Written task:
Convert every line of the material into a JSON list of strings, one string per line, leaving out any blank lines.

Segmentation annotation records
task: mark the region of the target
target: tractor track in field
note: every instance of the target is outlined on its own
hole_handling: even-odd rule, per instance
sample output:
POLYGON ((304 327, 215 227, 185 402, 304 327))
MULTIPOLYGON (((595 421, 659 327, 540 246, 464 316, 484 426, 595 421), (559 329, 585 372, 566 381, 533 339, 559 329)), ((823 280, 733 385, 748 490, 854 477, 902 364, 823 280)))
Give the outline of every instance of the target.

Response for this exercise:
[
  "task: mark the region of the target",
  "target: tractor track in field",
  "note: every instance of the target is outlined on its own",
  "hole_handling: even-odd rule, per instance",
  "sample output:",
  "POLYGON ((304 327, 215 227, 185 402, 304 327))",
  "MULTIPOLYGON (((595 421, 659 327, 540 246, 464 316, 484 426, 595 421), (559 329, 585 372, 566 381, 533 339, 559 329)), ((823 280, 733 385, 748 490, 854 477, 902 364, 823 280)))",
  "Give the outline of every instance of the target."
]